Reproduce the rows from the line with "Q: What is the bounding box of the rocky ground" through the line with "[571,304,593,324]", both included, with no changes. Omit the pictures from your answer.
* * *
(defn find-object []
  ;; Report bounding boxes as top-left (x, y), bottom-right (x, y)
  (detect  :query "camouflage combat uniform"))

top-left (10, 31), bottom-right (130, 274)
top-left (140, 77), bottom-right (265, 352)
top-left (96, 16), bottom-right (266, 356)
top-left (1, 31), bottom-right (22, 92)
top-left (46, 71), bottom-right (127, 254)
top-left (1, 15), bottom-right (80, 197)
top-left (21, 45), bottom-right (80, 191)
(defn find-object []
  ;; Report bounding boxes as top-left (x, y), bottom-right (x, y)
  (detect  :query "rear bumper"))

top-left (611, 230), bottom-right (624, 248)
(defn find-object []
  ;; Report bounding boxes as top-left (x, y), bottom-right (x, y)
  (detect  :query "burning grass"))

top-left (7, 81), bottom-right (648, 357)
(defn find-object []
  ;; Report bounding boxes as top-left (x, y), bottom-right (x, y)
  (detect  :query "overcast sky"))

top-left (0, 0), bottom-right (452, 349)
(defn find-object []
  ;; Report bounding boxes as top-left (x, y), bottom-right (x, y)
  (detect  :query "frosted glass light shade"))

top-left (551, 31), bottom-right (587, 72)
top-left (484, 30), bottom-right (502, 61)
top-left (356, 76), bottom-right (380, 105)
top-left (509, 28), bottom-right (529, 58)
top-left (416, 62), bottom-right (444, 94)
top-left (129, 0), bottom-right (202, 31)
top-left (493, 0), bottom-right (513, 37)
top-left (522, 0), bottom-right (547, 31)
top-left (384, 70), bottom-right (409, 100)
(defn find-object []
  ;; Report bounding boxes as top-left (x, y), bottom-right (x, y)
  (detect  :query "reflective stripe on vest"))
* * *
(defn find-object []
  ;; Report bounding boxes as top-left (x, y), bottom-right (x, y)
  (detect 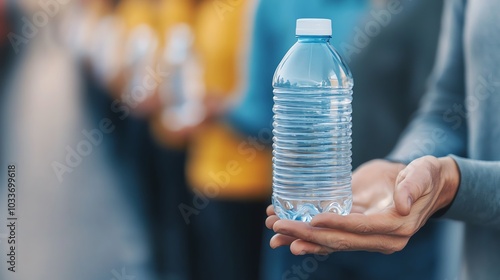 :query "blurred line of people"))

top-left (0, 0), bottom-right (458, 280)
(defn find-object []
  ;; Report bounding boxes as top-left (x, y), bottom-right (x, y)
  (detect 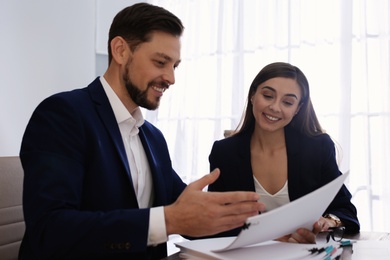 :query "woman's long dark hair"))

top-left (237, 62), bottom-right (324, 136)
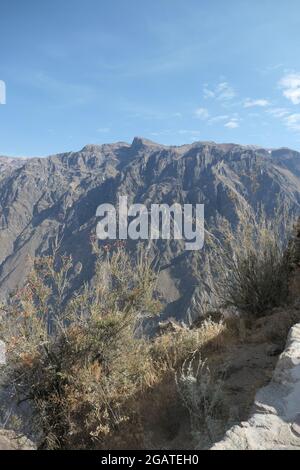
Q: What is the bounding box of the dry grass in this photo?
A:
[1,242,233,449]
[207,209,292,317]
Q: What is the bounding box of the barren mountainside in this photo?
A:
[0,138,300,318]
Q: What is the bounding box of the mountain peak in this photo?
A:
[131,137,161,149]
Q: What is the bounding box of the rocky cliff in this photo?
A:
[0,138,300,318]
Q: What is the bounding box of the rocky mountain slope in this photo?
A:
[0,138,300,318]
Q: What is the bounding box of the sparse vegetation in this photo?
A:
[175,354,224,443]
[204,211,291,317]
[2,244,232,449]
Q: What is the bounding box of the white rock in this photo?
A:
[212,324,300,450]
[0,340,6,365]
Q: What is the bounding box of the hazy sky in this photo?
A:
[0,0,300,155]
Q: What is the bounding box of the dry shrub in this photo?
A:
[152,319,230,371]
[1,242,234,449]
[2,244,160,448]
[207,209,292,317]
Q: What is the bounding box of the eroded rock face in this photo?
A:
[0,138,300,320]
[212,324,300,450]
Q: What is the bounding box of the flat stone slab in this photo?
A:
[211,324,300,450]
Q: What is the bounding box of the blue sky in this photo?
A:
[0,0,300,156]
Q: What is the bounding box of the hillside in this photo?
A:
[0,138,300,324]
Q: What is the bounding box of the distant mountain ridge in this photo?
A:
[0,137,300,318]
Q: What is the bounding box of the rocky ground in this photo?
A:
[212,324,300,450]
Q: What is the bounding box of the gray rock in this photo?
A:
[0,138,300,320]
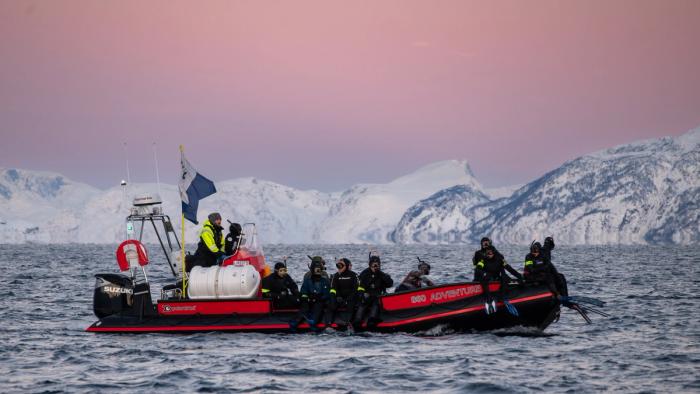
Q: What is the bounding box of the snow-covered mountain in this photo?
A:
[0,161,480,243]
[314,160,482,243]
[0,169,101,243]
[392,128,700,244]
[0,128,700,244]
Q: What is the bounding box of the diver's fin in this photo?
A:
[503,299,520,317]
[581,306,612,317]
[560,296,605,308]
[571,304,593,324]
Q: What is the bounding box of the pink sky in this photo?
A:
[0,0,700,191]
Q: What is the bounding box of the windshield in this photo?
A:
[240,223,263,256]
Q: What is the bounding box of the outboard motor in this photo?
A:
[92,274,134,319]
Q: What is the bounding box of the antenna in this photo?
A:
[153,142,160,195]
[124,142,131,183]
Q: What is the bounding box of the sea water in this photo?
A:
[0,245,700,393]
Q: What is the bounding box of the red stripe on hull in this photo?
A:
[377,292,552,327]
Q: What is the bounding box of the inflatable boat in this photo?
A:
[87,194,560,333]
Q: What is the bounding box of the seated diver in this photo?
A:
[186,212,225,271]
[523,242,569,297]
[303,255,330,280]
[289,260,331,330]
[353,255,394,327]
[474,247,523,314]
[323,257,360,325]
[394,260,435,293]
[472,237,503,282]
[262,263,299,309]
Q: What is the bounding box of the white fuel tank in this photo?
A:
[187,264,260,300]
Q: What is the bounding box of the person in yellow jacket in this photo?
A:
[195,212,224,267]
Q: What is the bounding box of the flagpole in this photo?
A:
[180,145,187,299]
* * *
Solution.
Q: What is the bounding box of the rocky ground in this photo?
A:
[212,324,300,450]
Q: What is the bounding box of the gray rock in this photo?
A:
[0,138,300,320]
Q: What is the bounding box of the snow-covered mountain in this photo?
A:
[0,161,480,243]
[314,160,482,243]
[0,169,101,243]
[392,128,700,244]
[0,128,700,244]
Q: What is the bounding box of the diver's fin in this photo?
A:
[503,299,520,317]
[581,306,612,317]
[560,296,605,308]
[571,304,593,324]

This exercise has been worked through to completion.